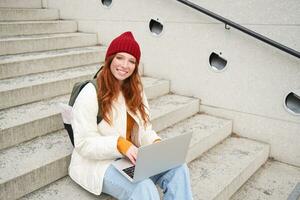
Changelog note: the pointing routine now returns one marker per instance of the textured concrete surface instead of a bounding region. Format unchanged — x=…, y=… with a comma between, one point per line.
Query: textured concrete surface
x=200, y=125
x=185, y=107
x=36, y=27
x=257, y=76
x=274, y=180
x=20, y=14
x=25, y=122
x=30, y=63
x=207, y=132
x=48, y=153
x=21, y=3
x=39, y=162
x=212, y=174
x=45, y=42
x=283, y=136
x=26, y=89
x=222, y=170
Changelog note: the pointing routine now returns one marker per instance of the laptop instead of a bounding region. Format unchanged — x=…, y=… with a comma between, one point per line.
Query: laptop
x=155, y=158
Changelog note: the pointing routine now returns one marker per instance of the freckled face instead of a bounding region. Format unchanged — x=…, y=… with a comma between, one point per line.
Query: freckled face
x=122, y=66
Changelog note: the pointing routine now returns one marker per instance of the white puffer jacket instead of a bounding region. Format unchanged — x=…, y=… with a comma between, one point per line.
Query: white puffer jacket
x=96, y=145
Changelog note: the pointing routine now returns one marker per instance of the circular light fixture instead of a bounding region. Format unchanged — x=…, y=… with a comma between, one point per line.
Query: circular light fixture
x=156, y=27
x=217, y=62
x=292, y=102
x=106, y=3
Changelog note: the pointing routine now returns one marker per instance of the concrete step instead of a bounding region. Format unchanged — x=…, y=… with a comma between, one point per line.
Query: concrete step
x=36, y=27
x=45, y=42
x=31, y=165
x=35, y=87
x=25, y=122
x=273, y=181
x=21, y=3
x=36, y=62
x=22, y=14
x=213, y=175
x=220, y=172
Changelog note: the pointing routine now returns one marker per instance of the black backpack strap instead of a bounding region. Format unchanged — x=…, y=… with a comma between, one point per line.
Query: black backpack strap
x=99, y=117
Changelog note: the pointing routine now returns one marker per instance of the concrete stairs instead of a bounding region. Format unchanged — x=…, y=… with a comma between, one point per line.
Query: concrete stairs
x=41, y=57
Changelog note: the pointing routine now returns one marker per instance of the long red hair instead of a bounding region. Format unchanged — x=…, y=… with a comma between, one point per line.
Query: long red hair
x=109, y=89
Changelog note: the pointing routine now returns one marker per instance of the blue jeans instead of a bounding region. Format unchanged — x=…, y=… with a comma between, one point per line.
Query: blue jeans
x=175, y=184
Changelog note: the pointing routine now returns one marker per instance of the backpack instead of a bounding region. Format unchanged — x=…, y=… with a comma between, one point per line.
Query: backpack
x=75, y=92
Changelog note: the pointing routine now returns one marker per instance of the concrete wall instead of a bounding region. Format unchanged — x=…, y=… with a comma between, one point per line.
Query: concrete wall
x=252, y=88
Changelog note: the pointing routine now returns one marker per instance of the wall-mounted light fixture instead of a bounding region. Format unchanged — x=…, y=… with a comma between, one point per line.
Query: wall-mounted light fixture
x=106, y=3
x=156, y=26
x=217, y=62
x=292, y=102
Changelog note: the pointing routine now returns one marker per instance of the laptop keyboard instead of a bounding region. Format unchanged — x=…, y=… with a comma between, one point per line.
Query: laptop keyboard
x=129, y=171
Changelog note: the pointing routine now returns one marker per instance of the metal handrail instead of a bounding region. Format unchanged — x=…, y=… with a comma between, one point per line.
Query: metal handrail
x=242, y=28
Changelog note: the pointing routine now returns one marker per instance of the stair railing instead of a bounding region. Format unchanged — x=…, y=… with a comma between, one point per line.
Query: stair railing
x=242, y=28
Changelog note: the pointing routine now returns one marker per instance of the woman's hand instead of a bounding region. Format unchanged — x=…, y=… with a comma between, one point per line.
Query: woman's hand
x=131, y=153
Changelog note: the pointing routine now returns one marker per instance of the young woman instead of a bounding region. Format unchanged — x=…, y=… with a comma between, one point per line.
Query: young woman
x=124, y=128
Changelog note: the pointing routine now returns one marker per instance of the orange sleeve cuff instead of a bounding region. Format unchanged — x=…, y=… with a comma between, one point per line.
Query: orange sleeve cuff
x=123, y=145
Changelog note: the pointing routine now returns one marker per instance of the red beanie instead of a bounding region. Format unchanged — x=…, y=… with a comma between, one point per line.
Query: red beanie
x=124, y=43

---

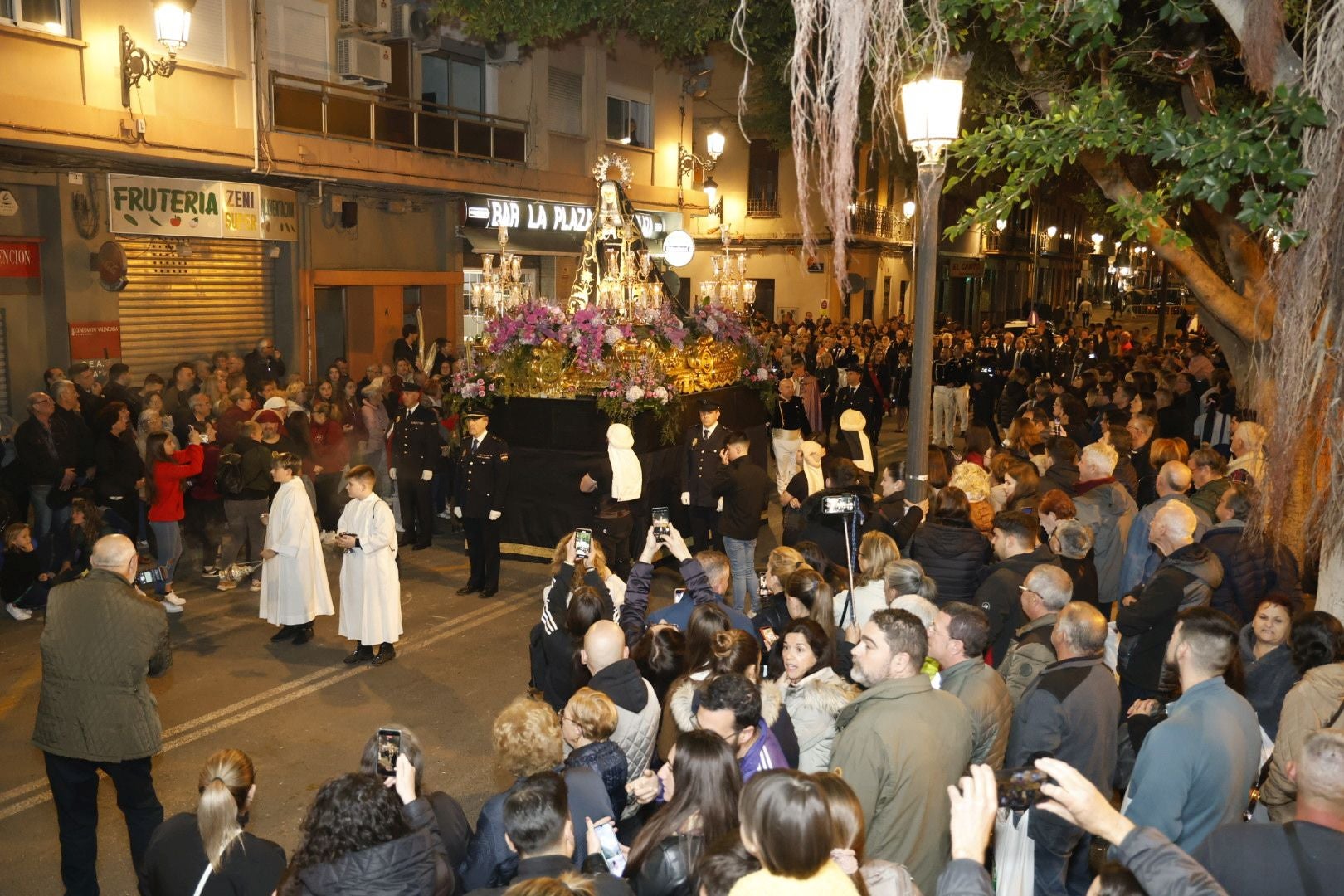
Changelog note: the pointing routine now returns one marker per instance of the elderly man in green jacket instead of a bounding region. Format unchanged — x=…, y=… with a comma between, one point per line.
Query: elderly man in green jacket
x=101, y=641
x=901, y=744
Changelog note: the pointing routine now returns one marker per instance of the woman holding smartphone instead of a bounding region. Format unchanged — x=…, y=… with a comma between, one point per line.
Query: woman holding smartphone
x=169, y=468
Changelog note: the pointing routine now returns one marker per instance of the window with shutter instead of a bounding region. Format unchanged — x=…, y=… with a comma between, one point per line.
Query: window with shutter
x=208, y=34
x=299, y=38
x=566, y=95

#### Goal
Reproduce the material from the line containing "of the textured" up to and including the line containing "x=155, y=158", switching "bounding region" to "bounding box" and leaving everything else unchanged.

#### The response
Changelog note: the pointing routine now returns one marker per instance of the textured concrete surface instead of a bounding box. Format unchanged — x=…, y=… with a comma between, one point per line.
Query: textured concrete surface
x=200, y=125
x=185, y=107
x=36, y=27
x=257, y=76
x=274, y=180
x=20, y=14
x=25, y=122
x=30, y=63
x=207, y=132
x=48, y=153
x=21, y=3
x=39, y=162
x=212, y=174
x=45, y=42
x=283, y=136
x=26, y=89
x=222, y=170
Changelog note: the pointing routine now returns one marker per instance of the laptop instead of a bounding box. Format unchanged — x=…, y=… with a comma between, one point per line.
Query: laptop
x=155, y=158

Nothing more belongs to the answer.